Exercise requirements
1 – In the passage about Ernst Zündel, translate this sentence into Spanish: "He used his candidacy to campaign against anti-German attitudes."
2 – Decide whether each statement agrees with the passage about Ernst Zündel. Answer yes or no, and quote the words that decide it. (a) Zündel emigrated to Canada in 1958. (b) His father came home in 1945. (c) Zündel stayed in the 1968 Liberal leadership contest until the vote.
3 – Set down the part of the passage about Ernst Zündel starting with "In 1977, Zündel" and going on through "Ernst Zündel, 1988.".

In 1977, Zündel founded a small press publishing house called Samisdat Publishers, which issued such neo-Nazi pamphlets as his co-authored The Hitler We Loved and Why and Richard Verrall's Did Six Million Really Die? The Truth At Last, which were both significant documents to the Holocaust denial movement. Verrall's pamphlet should not be confused with Barbara Kulaszka's book Did Six Million Really Die? Report on the Evidence in the Canadian "False News" Trial of Ernst Zündel, 1988.

On 5 February 2003, Ernst Zündel was detained by local police in the U.S. and deported to Canada, where he was detained for two years on a security certificate for being a foreign national considered a threat to national security pending a court decision on the validity of the certificate. Once the certificate was upheld, he was deported to Germany and tried in the state court of Mannheim on outstanding charges of incitement of Holocaust denial dating from the early 1990s. On February 15, 2007, he was convicted and sentenced to the maximum term of five years in prison. All these imprisonments and prosecutions were for inciting hatred against an identifiable group.[8] He was released on March 1, 2010.[9]

Background

Zündel was born in Calmbach (now part of Bad Wildbad) in Baden-Württemberg, Germany, in 1939 and was raised mostly by his mother, Gertrude. His father, Fritz, a lumberjack, was drafted into the German Army shortly after Ernst's birth and served as a medic on the Eastern Front. His father was captured and incarcerated as a prisoner of war and did not return home until 1947, by which time he had become an alcoholic. Ernst was the fourth in a family of six children consisting of a brother, who later became a lawyer in the United States, and four sisters.[10]

He studied graphic art at trade school, graduating in 1957[11] and emigrated to Canada in 1958, when he was 19, to avoid conscription by the German military. In 1960, he married French-Canadian Janick Larouche, whom he met in a language class in Toronto, and with whom he had sons Pierre and Hans.[10][11] The couple moved to Montreal in 1961, where Zündel would eventually come under the tutelage of Canadian fascist politician Adrien Arcand.[12]

Professionally, Zündel worked as a graphic artist, photographer, photo retoucher, and printer.[12] He got his first job in the art department at Simpson-Sears in Toronto before opening his own art studio in Montreal. In 1969, he moved back to Toronto, where he founded Great Ideas Advertising, a commercial art studio.[11] On several occasions in the 1960s he was commissioned to illustrate covers for Maclean's magazine. His controversial views were not well known in the 1960s and 1970s, since he published his opinions under the pseudonym Christof Friedrich. At the time, he was also an organizer among immigrants for the Ralliement des créditistes, Quebec's Social Credit party. In 1968, he joined the Liberal Party of Canada and ran in that year's Liberal leadership convention under the anglicized name Ernest Zundel[13] as a self-described "nuisance candidate", running on an "immigrant rights" platform. He used his candidacy to campaign against anti-German attitudes. He dropped out of the contest prior to the election, but not before delivering his campaign speech to the convention.

Data excerpts
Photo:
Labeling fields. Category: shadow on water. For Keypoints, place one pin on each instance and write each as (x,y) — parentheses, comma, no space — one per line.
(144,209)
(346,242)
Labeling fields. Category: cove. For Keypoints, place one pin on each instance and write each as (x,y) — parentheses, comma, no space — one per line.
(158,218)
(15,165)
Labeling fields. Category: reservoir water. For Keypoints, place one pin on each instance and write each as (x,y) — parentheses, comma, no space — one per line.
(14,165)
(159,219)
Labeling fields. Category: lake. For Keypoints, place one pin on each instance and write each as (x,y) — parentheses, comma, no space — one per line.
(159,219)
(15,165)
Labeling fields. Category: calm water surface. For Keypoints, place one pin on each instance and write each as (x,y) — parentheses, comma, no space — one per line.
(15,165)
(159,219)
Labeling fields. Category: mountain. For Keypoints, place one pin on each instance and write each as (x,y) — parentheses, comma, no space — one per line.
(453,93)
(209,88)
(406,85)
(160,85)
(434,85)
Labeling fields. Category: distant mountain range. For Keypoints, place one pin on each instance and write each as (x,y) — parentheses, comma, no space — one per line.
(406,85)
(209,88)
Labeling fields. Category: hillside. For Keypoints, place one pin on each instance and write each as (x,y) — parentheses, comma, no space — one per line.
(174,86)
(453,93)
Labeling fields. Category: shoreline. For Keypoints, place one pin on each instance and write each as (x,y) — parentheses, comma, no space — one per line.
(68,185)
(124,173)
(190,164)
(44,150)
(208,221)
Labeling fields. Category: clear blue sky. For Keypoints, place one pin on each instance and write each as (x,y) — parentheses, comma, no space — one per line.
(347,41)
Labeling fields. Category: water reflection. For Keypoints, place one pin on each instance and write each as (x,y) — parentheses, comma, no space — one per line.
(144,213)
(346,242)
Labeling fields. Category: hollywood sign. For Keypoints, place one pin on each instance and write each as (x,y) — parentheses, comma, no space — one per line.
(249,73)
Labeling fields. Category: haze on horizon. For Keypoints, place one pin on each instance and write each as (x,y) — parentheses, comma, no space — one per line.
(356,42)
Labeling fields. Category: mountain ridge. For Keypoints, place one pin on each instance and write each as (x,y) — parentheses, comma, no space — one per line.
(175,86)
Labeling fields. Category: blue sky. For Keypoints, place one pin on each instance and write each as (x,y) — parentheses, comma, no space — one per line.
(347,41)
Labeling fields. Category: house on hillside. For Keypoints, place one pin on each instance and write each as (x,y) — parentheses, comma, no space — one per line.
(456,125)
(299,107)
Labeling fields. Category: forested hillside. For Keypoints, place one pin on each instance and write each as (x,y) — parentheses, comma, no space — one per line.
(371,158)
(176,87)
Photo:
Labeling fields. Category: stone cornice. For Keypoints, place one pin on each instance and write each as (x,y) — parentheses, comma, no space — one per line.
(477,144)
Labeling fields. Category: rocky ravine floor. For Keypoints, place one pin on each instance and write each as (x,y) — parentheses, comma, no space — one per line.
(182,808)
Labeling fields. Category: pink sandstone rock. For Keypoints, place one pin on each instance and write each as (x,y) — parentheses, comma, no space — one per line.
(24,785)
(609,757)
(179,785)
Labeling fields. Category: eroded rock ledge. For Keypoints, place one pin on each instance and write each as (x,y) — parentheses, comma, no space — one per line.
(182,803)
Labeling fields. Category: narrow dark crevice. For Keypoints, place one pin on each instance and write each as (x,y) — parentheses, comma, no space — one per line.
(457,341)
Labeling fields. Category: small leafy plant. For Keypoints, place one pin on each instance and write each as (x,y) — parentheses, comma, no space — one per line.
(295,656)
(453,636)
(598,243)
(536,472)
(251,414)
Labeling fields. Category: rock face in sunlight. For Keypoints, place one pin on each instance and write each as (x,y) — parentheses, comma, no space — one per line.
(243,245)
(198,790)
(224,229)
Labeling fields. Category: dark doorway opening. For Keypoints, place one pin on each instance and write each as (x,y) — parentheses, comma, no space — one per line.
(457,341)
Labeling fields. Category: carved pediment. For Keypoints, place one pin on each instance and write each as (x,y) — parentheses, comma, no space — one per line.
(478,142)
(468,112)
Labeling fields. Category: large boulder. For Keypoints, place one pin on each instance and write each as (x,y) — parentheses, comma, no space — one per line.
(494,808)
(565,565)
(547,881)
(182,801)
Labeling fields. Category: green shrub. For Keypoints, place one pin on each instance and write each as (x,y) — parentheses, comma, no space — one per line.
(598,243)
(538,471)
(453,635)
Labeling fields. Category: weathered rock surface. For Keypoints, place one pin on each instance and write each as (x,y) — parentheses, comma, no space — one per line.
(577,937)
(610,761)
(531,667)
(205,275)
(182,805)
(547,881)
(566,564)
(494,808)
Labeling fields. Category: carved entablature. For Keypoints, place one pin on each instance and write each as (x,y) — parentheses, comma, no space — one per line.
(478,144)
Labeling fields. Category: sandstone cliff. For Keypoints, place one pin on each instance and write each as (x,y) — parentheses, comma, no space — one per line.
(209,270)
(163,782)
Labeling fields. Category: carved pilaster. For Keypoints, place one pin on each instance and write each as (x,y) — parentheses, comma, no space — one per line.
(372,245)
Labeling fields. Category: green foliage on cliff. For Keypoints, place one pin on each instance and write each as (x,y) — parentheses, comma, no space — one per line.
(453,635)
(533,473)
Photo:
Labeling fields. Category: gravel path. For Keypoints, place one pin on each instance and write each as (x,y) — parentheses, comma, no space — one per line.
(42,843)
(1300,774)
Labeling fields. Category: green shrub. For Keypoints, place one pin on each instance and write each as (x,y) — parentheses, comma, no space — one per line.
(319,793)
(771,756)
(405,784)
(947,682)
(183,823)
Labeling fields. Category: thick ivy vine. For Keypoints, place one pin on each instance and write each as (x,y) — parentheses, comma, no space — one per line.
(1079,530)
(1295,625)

Task results
1 – Usó su candidatura para hacer campaña contra las actitudes antialemanas.

2 –
(a) Yes: "emigrated to Canada in 1958, when he was 19"
(b) No: "did not return home until 1947"
(c) No: "He dropped out of the contest prior to the election"

3 –
In 1977, Zündel founded a small press publishing house called Samisdat Publishers, which issued such neo-Nazi pamphlets as his co-authored The Hitler We Loved and Why and Richard Verrall's Did Six Million Really Die? The Truth At Last, which were both significant documents to the Holocaust denial movement. Verrall's pamphlet should not be confused with Barbara Kulaszka's book Did Six Million Really Die? Report on the Evidence in the Canadian "False News" Trial of Ernst Zündel, 1988.